— start Selected extract —

George Jones’ Graveside Monument Unveiled; Haden Triplets to Release Third Man Debut in February; Album Releases

Juli Thanki | November 19th, 2013

  • George Jones’ graveside monument was unveiled yesterday. Nancy Jones announced that she’s starting a scholarship in his name at Middle Tennessee State University.
  • Katie Armiger, Brent Cobb, Chris Janson, and Corey Smith will take part in a guitar pull on December 10 to raise funds for the Country Music Hall of Fame and Museum.
  • Jon Caramanica of The New York Times reviewed Sturgill Simpson’s Saturday night show.
  • Marissa R. Moss of American Songwriter wrote a lengthy feature on Alabama and the two Alabama tribute albums that came out this year.
  • Aaron Watson’s new single was inspired by the story of the late bull rider Lane Frost.
  • Did you hear Ben Nichols’ (Lucero) “The Last Pale Light in the West” on The Walking Dead Sunday night?
  • Jody Rosen on Taylor Swift: She is country’s first truly global star, its ambassador not just to the nation’s mall-rat hordes but to Ireland and Brazil and Taiwan. She confers modernity, cosmopolitanism, youth on a genre that traditionally has stood for the opposite values. The country Establishment may not be crazy about pop music, but it loves having a pop star in its midst, and is willing to follow Swift anywhere she goes, sending songs like “We Are Never Ever Getting Back Together” to No. 1 on the Hot Country Songs charts. Nashville barely even flinched when confronted with “I Knew You Were Trouble,” surely the only record with a dubstep bass-drop ever to get spins on country radio. For Swift, Nashville offers plenty in return. The country audience is music’s most loyal and reliable; in a decade of record-industry decline, country sales figures have been notably more buoyant than other genres. Nashville turned out to be the perfect staging ground, the ideal base of operations, for Swift’s broader conquest of pop culture.

— end Selected extract —

### [The task]
In the country music news roundup, condense the paragraph starting "Jody Rosen on Taylor Swift" into a short list of its main points. The listing is separate material and has nothing to do with the country music news roundup.

— start Provided data —

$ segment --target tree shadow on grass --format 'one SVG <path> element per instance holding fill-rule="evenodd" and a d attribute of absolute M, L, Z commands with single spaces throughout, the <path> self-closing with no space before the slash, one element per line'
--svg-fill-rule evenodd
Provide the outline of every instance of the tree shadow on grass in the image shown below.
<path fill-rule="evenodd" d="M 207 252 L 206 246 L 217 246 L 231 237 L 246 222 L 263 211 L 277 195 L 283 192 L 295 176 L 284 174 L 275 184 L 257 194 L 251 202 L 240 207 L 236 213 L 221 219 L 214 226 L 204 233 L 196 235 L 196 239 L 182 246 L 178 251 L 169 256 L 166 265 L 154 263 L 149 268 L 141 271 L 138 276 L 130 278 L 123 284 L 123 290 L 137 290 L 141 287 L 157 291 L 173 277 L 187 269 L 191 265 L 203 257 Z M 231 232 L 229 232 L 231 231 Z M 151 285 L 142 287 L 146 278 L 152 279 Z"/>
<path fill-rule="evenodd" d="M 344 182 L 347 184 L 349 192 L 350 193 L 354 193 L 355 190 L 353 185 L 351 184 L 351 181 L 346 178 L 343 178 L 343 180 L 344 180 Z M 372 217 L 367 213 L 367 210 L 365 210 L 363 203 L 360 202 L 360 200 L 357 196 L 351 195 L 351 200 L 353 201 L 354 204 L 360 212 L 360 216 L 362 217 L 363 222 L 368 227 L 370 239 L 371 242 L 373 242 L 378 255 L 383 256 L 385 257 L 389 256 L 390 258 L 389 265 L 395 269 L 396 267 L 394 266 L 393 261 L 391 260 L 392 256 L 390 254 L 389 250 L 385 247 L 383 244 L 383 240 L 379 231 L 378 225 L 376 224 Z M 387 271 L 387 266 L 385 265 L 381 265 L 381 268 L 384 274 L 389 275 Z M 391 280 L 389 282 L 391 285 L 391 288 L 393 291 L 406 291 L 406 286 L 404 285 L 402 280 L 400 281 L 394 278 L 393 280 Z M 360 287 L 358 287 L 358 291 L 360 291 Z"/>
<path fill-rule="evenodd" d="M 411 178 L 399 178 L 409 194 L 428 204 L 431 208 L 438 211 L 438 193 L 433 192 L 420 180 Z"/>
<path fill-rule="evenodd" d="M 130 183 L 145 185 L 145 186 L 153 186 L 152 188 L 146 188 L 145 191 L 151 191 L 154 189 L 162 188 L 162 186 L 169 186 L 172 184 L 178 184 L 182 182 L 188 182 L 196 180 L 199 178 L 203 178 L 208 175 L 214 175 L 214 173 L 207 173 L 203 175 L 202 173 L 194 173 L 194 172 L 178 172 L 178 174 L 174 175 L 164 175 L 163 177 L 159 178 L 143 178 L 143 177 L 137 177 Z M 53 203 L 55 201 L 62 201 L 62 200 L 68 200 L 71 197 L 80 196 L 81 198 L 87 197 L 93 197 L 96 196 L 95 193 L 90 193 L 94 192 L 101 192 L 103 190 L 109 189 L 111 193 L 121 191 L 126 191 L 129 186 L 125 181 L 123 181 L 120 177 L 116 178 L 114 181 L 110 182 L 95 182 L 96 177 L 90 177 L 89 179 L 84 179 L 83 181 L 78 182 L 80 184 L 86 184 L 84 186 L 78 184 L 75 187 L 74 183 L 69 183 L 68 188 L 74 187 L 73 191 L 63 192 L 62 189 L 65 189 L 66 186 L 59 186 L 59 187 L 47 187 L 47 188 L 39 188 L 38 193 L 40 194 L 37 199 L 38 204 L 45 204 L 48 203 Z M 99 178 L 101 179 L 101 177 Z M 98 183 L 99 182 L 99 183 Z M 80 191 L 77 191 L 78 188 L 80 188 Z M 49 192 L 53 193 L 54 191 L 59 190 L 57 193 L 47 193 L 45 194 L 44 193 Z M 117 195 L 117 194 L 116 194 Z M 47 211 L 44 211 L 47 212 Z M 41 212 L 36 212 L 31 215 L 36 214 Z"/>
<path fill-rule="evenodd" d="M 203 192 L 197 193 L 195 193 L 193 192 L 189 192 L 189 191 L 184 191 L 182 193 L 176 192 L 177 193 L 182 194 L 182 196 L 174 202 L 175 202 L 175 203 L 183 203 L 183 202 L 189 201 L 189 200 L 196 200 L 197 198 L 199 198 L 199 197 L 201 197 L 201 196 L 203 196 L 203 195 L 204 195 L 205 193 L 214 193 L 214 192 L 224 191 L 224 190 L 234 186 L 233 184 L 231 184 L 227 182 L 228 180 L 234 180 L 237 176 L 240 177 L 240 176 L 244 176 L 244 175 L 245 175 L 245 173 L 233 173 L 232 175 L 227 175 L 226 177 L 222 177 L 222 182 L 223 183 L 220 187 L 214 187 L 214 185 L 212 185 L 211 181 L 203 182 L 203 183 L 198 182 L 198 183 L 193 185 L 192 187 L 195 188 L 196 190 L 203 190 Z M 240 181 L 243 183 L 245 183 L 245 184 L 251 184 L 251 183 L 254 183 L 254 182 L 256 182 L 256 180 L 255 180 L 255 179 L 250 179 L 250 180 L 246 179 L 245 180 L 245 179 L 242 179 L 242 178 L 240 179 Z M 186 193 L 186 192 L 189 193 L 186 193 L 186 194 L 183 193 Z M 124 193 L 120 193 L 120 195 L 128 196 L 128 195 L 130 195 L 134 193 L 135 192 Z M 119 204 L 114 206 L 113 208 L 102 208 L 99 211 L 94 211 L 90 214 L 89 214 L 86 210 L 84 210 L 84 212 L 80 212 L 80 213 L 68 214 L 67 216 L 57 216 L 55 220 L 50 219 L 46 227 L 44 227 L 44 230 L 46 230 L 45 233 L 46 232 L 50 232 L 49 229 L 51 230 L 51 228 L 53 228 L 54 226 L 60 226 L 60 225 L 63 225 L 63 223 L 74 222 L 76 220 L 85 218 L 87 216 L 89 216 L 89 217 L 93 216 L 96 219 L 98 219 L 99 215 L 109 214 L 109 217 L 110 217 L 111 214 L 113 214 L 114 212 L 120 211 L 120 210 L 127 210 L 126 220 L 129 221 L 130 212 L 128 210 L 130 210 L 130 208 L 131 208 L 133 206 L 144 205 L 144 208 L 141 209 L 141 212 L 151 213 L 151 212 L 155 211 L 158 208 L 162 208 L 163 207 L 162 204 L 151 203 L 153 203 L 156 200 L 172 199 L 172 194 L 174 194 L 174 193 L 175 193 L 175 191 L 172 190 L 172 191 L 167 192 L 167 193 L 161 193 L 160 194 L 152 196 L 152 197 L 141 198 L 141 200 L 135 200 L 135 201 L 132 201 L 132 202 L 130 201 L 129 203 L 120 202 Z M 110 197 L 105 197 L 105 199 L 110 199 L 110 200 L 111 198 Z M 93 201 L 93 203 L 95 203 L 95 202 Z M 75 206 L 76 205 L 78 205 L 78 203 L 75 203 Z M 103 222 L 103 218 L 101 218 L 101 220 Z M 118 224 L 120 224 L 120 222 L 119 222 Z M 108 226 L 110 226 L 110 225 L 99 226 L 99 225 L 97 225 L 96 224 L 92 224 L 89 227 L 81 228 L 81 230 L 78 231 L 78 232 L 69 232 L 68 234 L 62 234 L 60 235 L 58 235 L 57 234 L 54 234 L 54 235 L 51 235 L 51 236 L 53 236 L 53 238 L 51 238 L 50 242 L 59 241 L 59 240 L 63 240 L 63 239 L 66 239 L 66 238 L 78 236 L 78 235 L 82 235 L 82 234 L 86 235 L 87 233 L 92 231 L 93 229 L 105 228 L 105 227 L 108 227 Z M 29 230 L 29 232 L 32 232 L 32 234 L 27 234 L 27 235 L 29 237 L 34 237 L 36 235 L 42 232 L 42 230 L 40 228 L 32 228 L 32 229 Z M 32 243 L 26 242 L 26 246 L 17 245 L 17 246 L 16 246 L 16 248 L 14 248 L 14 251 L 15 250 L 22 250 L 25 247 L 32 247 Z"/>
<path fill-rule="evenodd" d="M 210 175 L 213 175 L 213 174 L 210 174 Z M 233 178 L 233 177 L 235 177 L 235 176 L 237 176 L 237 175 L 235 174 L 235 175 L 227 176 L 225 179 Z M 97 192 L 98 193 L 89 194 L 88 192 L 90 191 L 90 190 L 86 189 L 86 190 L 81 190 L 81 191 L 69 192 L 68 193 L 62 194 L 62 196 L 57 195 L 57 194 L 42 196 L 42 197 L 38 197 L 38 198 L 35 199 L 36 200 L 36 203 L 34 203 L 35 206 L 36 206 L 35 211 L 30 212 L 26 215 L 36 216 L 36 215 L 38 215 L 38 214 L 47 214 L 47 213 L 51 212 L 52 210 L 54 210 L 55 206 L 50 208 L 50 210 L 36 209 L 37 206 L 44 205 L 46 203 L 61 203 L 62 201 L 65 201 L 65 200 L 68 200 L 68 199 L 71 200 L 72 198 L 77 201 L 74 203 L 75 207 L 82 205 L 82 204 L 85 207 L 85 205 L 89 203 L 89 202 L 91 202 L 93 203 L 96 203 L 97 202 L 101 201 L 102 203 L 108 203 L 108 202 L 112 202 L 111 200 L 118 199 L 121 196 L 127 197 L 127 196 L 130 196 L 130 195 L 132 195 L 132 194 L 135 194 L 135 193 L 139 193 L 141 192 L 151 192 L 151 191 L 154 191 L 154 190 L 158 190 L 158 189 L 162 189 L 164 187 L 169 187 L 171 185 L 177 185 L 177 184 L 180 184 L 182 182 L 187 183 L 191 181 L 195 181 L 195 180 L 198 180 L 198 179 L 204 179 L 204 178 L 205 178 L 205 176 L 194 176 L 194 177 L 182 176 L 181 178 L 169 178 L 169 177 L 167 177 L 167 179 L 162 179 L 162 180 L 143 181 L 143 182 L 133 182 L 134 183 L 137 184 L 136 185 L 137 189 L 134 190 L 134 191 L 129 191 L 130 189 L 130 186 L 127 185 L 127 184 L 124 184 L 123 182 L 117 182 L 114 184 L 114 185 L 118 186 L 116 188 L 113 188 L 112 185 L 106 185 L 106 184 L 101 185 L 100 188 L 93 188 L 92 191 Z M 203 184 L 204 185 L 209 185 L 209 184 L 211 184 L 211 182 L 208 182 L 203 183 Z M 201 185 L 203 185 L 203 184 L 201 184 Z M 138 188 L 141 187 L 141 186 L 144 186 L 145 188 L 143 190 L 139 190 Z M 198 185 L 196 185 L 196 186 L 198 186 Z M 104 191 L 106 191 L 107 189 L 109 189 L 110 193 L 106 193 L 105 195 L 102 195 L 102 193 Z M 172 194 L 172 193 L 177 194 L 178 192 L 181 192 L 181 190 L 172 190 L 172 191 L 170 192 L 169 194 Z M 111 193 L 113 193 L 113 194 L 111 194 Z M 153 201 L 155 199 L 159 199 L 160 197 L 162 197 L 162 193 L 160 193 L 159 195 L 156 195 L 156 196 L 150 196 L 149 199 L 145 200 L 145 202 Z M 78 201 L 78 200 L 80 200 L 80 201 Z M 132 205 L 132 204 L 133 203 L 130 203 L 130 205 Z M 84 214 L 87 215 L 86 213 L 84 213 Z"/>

— end Provided data —

### [Solution]
- Jody Rosen calls Taylor Swift country's first truly global star, with fans as far as Ireland, Brazil and Taiwan.
- She brings modernity, cosmopolitanism and youth to a genre that has traditionally stood for the opposite.
- The country establishment follows her lead. It sent "We Are Never Ever Getting Back Together" to No. 1 on the Hot Country Songs chart and played "I Knew You Were Trouble," with its dubstep bass-drop, on country radio.
- In return, Nashville gives her music's most loyal audience. Country sales held up better than other genres during a decade of record-industry decline.
- Nashville became the ideal base for her broader conquest of pop culture.